● Tarefa proposta 1: Segundo a resenha de Daemon, por que não contar a história pelo ponto de vista do protagonista é a principal falha do livro? Responda em uma a três frases.
● Tarefa proposta 2: Reescreva em forma de lista, mantendo os fatos principais, o parágrafo da resenha de Daemon que começa com "Daemon é um livro que pretende ilustrar".
● Tarefa proposta 3: Prossiga a resenha de Daemon a partir do ponto em que o texto termina.

● Trecho:

Seu primeiro portal para notícias e críticas literárias!

 


Daemon.

0
Posted 03/12/2015 by in F. Científica

Rating

Nota:
 
 
 
 
 

3/ 5

Sumário

Genero:
 
Autor:
 
Editora:
 
Idioma Original:
 
Título: Daemon.
 
Título Original: Daemon.
 
Tradução: Cassius Medauar.
 
Edição: 2009.
 
Páginas: 431.
 
Capa: Anthony Ramondo.
 
Resumo:

Daemon é um livro cuja principal falha reside em não contar sua história pelo ponto de vista do protagonista, ou ao menos de sua ferramenta, obrigando o leitor a acompanhar personagens desinteressantes e superficiais.

by Rodrigo Lopes C. O. de Azevedo
Full Article

Daemon é um livro que pretende ilustrar o domínio da tecnologia sobre a humanidade. Enquanto muitas histórias se focam na dependência tecnológica e criam cenários apocalípticos baseados em hipóteses em que as pessoas subitamente não a têm mais a disposição – ausência total de energia elétrica é um artifício recorrente – a obra de Daniel Suarez demonstra outra intenção: mostrar o quão expostos e indefesos ficamos com o avanço dessa tecnologia.

● Material fornecido:

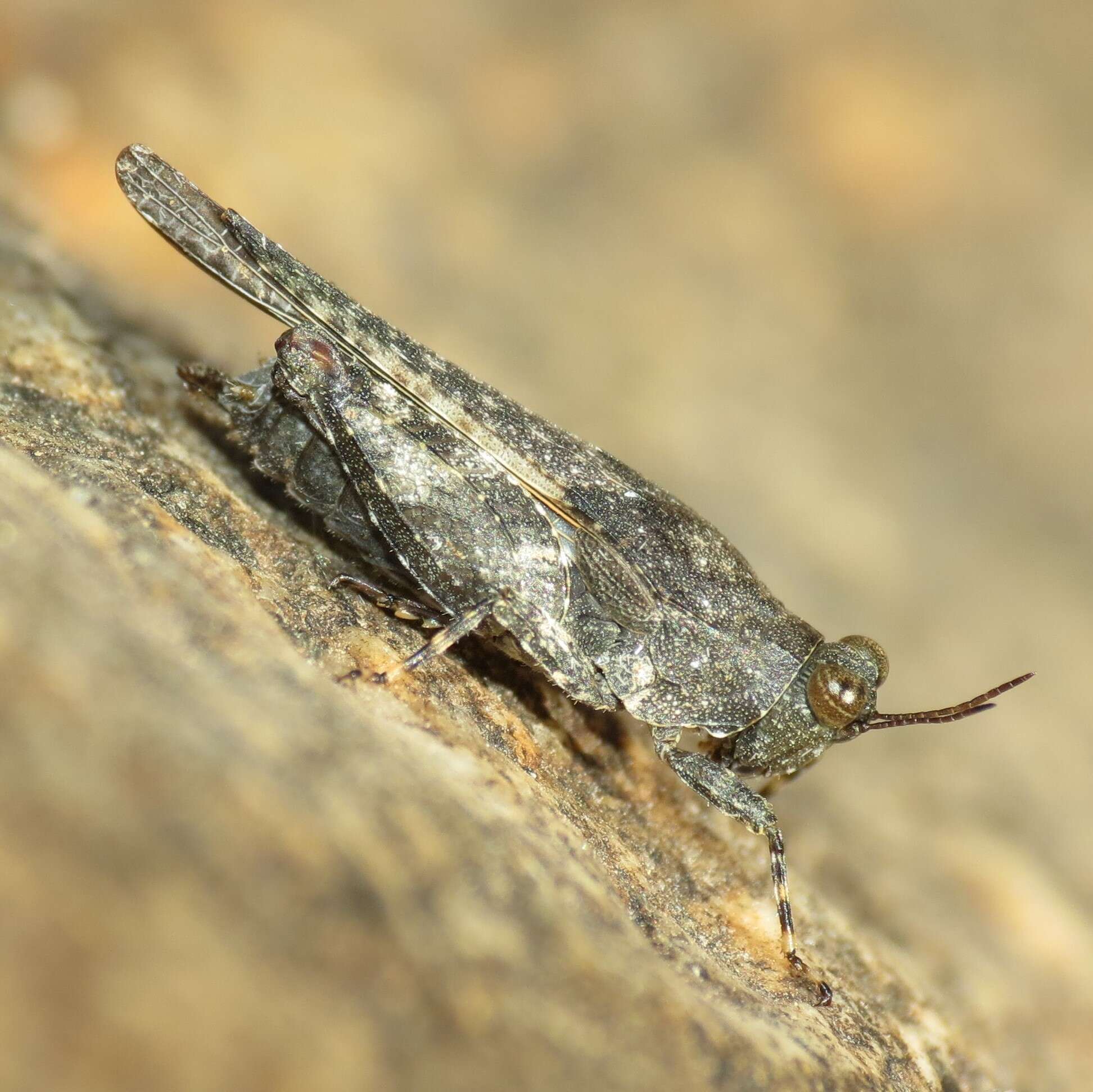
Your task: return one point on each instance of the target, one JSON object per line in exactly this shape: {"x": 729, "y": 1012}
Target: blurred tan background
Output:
{"x": 824, "y": 271}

● Resposta 1: Porque isso obriga o leitor a acompanhar personagens desinteressantes e superficiais, já que a história não é narrada pelo ponto de vista do protagonista nem ao menos pelo de sua ferramenta.

● Resposta 2:
- Daemon pretende ilustrar o domínio da tecnologia sobre a humanidade.
- Muitas histórias focam na dependência tecnológica e criam cenários apocalípticos em que as pessoas de repente ficam sem acesso à tecnologia. A ausência total de energia elétrica é um recurso recorrente.
- A obra de Daniel Suarez tem outra intenção: mostrar quão expostos e indefesos ficamos com o avanço dessa tecnologia.

● Resposta 3:
Suarez expõe a sociedade de forma fragilizada, fazendo dos elementos imprescindíveis para o nosso cotidiano – internet, televisão, jogos de videogame e a mídia – ferramentas de controle e manipulação, a fim de construir uma crítica a uma civilização que caminha até o limite de sua abstração, onde as posses de uma família são cada vez mais fictícias e a poupança de uma vida inteira se resume a um número no sistema de armazenamento de dados de um banco. Nesse sentido, o autor cria uma narrativa em que o vilão, destinado a desconstruir esse universo, é precisamente o protagonista do livro, armando uma série de eventos para controlar e derrubar não somente o sistema econômico como também as grandes corporações que o manipulam.

O livro começa com o falecimento de Mathew Sobol, desenvolvedor de enorme sucesso no ramo de jogos de videogame e detentor de propriedades intelectuais milionárias, e com o assassinato de um de seus programadores. A investigação policial que se inicia não demora a conectar os dois eventos e se deparar com um projeto antigo de Sobol, um daemon extremamente complexo que possui um único propósito: executar o desígnio de seu criador.

Daemon é um tipo de programa de computador que roda em segundo plano, de forma independente, executando tarefas em momentos predeterminados. Sendo fiel a essa descrição, Suarez estrutura seu livro a partir do ponto de vista das pessoas que o programa manipula ou combate, colocando o software como uma grande força que trabalha secretamente no pano de fundo dos acontecimentos. Desse modo, a história é contada através da visão de pessoas comuns que vão sendo postas no tabuleiro montado pelo programa.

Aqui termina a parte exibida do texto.